> [TEXT SHOWN]
□ □ □ □ □
But, never fear, Mrs. Bennet is still firmly focused on traditional marriage to unattached men of means for her five daughters; Mr Bennet is his curmudgeonly self; the younger sisters are as superficial and silly as in the original; and there is the same irresistible combination of biting Austenesque snarkiness, romantic misadventures and misunderstandings, lovers’ quarrels, pathos, heartbreak, sidesplitting one-liners, comic absurdity, and, of course, all that ends well.

Jane Austen is well known for taking the popular courtship plot of the 18th century and transforming it into her own unique brand of incisive social satire combined with the enduring appeal of a romantic love story.  But what is it about Austen that inspires these ongoing adaptations and updates?

In the PBS interview Curtis Sittenfeld said it is the way Austen’s plots create sexual tension by throwing obstacles, misunderstandings, and bad timing in the path of powerful attraction.  You have these two characters who are obviously drawn to each other but who either resist that attraction or manage to miss every opportunity for any kind of consummation, even if it’s just that first confession of romantic feeling or that first kiss. 

As Shakespeare said, “the course of true love never did run smooth,” and Austen was a genius for dramatizing, not only that proverb, but also the sheer foolishness and comic absurdity that seems to accompany the human experience of either looking for love, stumbling over it, or missing it entirely.  At the same time, she could capture the authentic pathos of human longing and the joy of fulfillment.

In Pride and Prejudice, we have two characters, both determined to preserve their dignity while in the throes of a strong attraction; both caught in a web of circumstance, gossip, and misunderstanding; leading to a kind of love-hate relationship that raises the sexual tension to an extreme level, until neither the characters nor the reader can stand it no more.

This love-hate relationship is manifested in a martial arts duel between Elizabeth and Darcy in the Zombie version, and if anyone doubts the sub-text, it is fully revealed when Darcy’s sword slices off the buttons off Elizabeth’s bodice.  In Eligible Darcy and Elizabeth have what she calls “hate sex” because their mutual attraction is always masked by their constant conversational sniping.
□ □ □ □ □
(Records)

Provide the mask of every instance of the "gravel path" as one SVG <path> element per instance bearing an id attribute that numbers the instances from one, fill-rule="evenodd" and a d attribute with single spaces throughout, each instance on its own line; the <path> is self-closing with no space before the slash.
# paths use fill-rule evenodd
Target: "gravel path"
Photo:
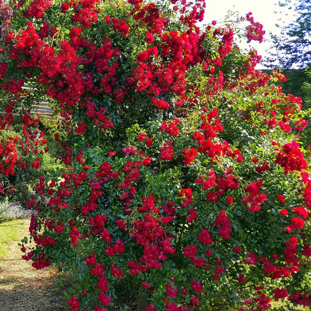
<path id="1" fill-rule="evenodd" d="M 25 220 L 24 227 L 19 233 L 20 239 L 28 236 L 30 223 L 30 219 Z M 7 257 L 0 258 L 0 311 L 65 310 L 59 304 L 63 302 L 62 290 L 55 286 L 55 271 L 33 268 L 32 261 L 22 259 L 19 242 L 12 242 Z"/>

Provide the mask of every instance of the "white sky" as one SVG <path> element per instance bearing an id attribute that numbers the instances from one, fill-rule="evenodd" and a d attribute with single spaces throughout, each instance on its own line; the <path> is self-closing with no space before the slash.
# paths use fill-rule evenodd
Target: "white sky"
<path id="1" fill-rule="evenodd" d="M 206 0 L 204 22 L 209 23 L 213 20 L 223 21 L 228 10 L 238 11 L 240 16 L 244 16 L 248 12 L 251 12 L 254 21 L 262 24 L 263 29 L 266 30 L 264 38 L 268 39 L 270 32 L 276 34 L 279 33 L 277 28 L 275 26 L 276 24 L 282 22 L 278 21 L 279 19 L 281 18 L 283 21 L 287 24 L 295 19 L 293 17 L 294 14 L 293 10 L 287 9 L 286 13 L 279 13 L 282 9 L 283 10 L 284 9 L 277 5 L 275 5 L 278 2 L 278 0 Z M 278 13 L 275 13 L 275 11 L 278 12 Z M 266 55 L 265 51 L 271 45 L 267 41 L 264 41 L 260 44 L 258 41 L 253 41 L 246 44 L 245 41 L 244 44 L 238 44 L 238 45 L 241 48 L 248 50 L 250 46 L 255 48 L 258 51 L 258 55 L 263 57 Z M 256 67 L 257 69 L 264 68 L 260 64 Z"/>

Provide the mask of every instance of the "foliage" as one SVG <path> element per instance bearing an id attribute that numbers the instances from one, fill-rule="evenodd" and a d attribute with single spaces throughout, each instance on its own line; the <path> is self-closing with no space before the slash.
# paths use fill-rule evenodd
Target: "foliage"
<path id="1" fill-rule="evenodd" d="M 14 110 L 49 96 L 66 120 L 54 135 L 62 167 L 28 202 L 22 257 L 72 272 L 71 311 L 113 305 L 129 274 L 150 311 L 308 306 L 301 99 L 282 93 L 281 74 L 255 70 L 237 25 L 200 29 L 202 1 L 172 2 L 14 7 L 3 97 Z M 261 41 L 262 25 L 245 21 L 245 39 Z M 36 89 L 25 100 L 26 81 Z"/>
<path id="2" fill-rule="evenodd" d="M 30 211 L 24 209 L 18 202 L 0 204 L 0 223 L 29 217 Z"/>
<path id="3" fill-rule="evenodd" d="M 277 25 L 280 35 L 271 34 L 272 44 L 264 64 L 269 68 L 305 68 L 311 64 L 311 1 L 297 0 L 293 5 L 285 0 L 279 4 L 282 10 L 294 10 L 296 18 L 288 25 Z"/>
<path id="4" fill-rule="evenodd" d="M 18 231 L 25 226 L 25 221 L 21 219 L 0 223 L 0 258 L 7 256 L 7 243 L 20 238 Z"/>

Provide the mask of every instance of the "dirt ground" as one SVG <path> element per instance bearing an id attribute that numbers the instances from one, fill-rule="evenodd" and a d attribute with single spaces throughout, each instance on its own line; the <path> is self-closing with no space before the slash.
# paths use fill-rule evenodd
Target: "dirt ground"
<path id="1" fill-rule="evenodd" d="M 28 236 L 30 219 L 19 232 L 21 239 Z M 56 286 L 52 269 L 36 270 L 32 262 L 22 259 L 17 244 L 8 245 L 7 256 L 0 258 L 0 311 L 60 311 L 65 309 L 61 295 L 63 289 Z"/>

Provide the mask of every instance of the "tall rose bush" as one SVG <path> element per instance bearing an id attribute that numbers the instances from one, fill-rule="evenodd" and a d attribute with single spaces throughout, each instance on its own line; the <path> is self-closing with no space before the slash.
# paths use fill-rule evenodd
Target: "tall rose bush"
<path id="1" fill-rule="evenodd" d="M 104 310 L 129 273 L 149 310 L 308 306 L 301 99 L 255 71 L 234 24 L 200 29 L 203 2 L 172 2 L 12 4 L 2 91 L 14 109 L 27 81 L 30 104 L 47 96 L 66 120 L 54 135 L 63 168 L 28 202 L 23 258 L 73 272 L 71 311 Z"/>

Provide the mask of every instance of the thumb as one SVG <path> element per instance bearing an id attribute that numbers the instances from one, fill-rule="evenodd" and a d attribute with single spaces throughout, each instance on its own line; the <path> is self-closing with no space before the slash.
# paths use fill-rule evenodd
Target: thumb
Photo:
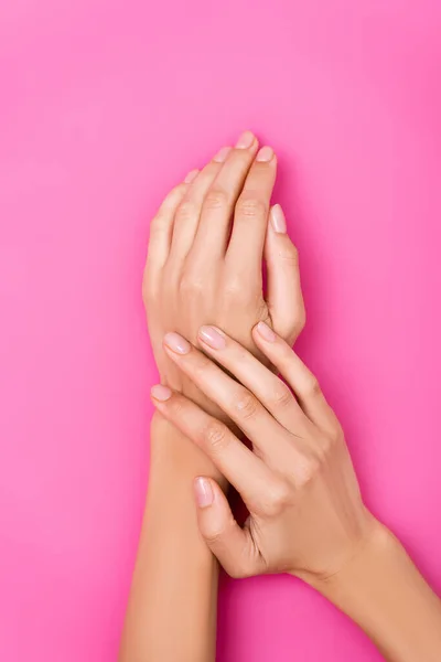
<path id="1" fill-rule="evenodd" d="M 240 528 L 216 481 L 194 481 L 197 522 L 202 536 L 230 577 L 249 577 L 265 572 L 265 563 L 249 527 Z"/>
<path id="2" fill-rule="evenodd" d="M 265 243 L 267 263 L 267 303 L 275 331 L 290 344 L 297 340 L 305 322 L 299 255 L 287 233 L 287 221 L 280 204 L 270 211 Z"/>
□ □ □ □ □
Write what follows the last sentence of the piece on Jane Austen adaptations, continuing it in the same voice.

But for all the humor in these romantic situations, Austen does not ignore the tears that lie just below the surface when human longing is frustrated or denied.  Indeed it is that depiction of genuine human suffering in romance that is a major part of her enduring appeal.

Similarly, for all the outlandish comedy in Eligible, like Austen, Curtis Sittenfeld recognizes the emotional pain that often accompanies the human drama of love and romance.  At one point Elizabeth, having finally admitted to herself her attraction to and longing for Darcy, is certain that Darcy is actually dating Bingley’s sister, Caroline.  She goes for her usual run, shedding tears most of the way, then collapses on a park bench, puts her face in her hands, and sobs.  A black woman passing by stops to check on her, and the normally reserved Elizabeth, exclaims to this stranger, “I am heartbroken!”  The woman responds, “Oh, honey, aren’t we all?”  I include the detail about the stranger’s race because it underscores part of the appeal of Jane Austen that Sittenfeld captures, namely her representation of human experience that transcends, not only race, but all the other social categories we use to divide ourselves from one another. 

And for all the spoofs, parodies, updates, and adaptations of Jane Austen, it is that universal human experience, whether it be comic, romantic, or tragic, at the heart of her novels that ensures her reputation and standing as, not only a perennial favorite, but as a classic writer of literature.